Would you copy the line that includes "Phrase: black glove" and every line that follows it, down to the last line of the listing below, exactly as they stand?

■ Records shown
* * * * * * * * *
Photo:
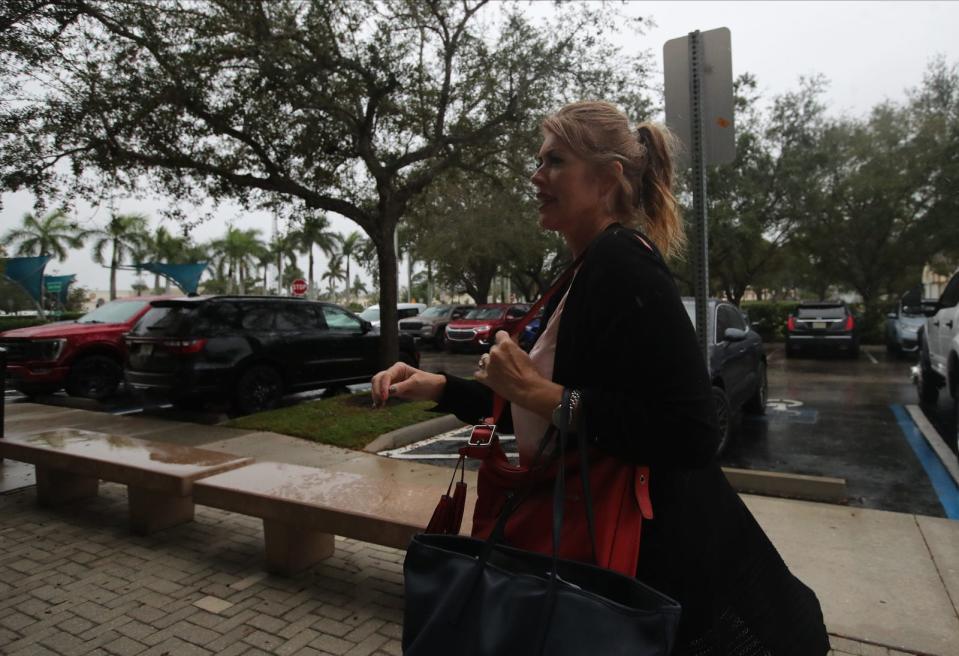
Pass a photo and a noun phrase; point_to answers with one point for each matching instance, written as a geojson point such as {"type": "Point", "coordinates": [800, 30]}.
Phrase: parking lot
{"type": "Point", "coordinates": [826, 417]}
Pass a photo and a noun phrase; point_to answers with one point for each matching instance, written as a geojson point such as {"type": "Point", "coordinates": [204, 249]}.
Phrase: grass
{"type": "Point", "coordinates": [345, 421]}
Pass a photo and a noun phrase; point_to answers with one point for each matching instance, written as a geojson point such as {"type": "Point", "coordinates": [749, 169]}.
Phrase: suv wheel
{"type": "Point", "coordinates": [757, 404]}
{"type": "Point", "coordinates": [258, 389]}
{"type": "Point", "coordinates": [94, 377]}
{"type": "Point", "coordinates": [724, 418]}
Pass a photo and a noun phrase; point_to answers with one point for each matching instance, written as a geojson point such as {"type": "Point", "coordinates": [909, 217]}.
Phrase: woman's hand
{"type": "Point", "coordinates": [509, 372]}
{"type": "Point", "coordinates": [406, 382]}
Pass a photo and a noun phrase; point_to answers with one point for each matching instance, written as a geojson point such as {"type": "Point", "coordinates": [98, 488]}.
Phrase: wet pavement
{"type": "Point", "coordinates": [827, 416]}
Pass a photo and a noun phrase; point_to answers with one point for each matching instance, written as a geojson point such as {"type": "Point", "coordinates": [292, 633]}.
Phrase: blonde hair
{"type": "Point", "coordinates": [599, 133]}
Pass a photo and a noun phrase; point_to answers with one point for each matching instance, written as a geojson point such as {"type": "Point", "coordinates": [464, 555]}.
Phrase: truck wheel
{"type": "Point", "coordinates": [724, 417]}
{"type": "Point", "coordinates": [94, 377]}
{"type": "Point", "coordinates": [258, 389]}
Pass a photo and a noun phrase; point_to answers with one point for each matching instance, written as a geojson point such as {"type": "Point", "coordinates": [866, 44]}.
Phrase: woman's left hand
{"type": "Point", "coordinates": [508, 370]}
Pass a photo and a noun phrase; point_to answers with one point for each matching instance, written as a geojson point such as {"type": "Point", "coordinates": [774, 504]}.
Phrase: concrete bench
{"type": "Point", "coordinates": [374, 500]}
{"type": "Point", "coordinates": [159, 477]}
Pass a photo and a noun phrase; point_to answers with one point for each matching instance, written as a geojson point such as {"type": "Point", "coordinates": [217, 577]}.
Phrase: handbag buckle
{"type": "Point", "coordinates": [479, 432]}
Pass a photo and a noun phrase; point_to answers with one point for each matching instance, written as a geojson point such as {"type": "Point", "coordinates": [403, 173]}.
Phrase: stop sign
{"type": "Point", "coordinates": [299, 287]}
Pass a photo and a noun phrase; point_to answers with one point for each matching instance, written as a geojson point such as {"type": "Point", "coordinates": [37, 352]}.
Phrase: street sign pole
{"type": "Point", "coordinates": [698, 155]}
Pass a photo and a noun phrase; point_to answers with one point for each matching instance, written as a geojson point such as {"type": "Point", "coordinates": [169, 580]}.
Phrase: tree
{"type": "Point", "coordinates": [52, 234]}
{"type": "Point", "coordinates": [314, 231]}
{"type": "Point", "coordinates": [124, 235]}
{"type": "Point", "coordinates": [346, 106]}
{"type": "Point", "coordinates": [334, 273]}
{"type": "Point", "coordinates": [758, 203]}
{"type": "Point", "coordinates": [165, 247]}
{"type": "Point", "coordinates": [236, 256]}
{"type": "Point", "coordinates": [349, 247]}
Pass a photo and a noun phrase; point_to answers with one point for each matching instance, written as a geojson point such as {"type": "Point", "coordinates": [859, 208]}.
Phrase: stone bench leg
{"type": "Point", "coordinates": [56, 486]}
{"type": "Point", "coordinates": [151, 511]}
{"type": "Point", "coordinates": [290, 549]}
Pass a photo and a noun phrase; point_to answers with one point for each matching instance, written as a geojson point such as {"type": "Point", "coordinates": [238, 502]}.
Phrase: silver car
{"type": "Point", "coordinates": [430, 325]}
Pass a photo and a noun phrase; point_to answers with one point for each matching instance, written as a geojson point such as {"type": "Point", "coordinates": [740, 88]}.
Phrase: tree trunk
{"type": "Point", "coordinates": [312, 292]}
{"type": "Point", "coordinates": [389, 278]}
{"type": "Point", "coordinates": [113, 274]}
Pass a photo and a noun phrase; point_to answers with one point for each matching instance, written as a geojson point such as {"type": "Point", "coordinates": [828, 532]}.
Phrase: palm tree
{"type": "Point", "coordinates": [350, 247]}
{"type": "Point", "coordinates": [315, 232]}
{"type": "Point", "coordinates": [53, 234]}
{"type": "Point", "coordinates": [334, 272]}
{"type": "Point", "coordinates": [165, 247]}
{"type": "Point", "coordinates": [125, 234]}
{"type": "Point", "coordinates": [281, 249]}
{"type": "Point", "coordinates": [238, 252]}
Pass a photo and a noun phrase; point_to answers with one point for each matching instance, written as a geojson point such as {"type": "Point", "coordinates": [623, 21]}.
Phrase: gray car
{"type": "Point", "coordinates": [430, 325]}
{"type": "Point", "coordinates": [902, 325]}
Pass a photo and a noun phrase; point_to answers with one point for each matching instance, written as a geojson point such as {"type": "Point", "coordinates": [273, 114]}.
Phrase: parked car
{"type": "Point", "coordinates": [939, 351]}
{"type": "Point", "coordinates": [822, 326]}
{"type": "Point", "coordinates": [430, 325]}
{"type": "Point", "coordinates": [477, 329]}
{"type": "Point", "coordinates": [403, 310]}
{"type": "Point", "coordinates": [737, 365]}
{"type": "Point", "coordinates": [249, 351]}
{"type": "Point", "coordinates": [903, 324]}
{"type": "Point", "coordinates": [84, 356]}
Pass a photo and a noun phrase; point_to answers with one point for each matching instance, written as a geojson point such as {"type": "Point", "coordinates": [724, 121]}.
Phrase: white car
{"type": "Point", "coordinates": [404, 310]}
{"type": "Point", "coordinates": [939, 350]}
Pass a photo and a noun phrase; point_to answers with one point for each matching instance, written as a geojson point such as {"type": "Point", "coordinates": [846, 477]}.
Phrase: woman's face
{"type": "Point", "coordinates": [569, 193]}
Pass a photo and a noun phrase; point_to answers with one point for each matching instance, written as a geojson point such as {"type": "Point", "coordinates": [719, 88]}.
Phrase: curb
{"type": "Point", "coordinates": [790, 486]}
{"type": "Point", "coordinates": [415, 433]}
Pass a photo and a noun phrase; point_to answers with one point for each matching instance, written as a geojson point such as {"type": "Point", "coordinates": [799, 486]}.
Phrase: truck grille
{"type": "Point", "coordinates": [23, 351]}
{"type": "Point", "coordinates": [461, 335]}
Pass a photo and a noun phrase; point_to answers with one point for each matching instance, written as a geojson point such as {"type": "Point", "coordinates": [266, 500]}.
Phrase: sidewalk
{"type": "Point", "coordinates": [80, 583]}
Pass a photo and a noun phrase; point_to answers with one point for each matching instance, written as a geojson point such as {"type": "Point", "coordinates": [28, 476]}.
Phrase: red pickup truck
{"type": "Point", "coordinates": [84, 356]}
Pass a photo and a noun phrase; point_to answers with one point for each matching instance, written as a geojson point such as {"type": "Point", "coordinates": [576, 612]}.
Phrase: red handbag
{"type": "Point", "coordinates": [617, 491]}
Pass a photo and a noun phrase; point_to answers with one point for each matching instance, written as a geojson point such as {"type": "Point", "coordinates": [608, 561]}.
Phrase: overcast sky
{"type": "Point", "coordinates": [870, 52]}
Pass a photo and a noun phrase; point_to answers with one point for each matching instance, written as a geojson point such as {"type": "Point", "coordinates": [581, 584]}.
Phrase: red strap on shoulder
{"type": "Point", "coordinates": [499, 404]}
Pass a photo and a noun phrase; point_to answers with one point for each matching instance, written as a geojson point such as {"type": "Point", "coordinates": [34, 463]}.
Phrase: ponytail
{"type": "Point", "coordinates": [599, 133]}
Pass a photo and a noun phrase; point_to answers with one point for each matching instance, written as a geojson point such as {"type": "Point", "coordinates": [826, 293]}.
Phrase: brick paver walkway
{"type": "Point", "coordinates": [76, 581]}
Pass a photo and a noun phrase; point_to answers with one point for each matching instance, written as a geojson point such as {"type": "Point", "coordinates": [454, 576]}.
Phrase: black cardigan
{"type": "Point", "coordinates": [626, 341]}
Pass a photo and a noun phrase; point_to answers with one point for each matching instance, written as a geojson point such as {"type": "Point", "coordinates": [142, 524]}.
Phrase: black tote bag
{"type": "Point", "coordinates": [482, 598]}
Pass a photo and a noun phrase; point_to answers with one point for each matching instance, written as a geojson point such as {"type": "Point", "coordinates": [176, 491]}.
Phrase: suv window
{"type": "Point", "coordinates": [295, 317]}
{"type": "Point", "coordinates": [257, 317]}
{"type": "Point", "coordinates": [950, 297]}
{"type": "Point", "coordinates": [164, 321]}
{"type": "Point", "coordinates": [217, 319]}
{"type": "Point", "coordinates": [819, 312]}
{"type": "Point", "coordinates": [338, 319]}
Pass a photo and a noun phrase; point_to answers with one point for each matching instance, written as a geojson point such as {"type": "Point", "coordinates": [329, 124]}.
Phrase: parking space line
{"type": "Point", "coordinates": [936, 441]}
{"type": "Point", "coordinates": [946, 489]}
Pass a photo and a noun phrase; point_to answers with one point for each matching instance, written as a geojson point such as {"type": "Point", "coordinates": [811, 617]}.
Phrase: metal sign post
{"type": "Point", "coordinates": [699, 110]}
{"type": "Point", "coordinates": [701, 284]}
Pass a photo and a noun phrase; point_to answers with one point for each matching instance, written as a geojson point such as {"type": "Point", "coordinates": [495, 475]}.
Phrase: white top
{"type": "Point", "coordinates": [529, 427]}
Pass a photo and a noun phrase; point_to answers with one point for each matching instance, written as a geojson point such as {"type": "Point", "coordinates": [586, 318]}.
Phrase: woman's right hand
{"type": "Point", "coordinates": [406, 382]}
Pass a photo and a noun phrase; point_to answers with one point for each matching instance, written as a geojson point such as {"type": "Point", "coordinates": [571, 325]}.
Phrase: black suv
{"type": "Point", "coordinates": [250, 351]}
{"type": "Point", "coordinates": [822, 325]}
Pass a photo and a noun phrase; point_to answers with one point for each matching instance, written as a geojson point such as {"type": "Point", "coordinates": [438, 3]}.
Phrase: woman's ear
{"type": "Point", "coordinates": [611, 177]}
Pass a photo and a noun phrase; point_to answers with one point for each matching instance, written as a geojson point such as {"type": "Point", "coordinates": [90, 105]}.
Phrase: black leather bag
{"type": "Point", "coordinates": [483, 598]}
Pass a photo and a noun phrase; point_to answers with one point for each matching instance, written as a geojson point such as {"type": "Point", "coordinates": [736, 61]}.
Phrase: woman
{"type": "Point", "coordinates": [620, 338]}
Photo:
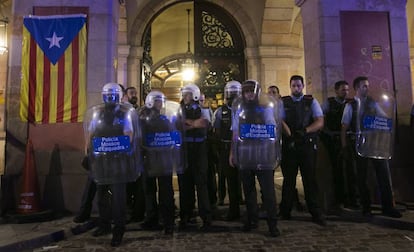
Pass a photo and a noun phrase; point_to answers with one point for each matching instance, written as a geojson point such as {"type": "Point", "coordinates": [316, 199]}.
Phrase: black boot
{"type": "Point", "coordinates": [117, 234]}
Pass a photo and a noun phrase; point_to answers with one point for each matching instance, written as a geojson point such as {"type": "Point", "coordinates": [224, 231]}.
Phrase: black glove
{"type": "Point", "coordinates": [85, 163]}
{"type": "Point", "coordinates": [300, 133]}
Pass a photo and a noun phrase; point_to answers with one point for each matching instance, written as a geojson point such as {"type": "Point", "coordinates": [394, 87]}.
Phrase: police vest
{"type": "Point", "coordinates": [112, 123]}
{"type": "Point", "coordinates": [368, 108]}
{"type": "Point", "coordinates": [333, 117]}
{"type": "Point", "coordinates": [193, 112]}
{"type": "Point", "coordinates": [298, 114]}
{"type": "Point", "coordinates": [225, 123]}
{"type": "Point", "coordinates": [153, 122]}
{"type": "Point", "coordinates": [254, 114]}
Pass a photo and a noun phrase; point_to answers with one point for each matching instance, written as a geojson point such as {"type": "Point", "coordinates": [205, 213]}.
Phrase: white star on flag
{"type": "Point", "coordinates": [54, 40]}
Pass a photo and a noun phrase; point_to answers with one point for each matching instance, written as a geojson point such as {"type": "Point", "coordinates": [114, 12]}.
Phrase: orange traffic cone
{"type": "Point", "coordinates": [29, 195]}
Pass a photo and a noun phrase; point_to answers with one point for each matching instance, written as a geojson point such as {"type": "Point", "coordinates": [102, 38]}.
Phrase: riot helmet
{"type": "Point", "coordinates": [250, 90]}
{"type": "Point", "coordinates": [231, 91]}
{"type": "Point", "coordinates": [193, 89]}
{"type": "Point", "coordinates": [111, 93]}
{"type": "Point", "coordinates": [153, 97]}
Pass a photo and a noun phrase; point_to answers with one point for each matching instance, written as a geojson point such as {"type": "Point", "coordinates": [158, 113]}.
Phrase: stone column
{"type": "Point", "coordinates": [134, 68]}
* * * * * * * * *
■ Solved exercise
Phrase: black glove
{"type": "Point", "coordinates": [85, 163]}
{"type": "Point", "coordinates": [300, 133]}
Pass a photo and a noun phrase; point_to answers with one point for each matching instance, written as a geojson point such as {"type": "Point", "coordinates": [394, 87]}.
Phrase: police vest
{"type": "Point", "coordinates": [112, 123]}
{"type": "Point", "coordinates": [368, 108]}
{"type": "Point", "coordinates": [333, 117]}
{"type": "Point", "coordinates": [193, 112]}
{"type": "Point", "coordinates": [298, 114]}
{"type": "Point", "coordinates": [225, 123]}
{"type": "Point", "coordinates": [153, 122]}
{"type": "Point", "coordinates": [254, 114]}
Pass a photo and a noun phrase; point_to answers with one point for each matching instance, written as a geojson point such as {"type": "Point", "coordinates": [205, 213]}.
Phrase: white star on flag
{"type": "Point", "coordinates": [54, 40]}
Pass a photo and a noun phrase; point_to answers with one point for each matching instance, written as a geojson point such as {"type": "Point", "coordinates": [114, 12]}.
Phrase: orange traffic cone
{"type": "Point", "coordinates": [29, 195]}
Pass a photo and a noun phrase; point_to answers with one point for each matching instance, written as a geojson point such as {"type": "Point", "coordinates": [102, 38]}.
Phrase: riot helmet
{"type": "Point", "coordinates": [250, 90]}
{"type": "Point", "coordinates": [231, 91]}
{"type": "Point", "coordinates": [193, 89]}
{"type": "Point", "coordinates": [111, 93]}
{"type": "Point", "coordinates": [153, 97]}
Pass a photo and a noun phrase; point_to answers with one point for each matching instance, written as a geojson point such as {"type": "Point", "coordinates": [158, 113]}.
Phrase: stone column
{"type": "Point", "coordinates": [134, 68]}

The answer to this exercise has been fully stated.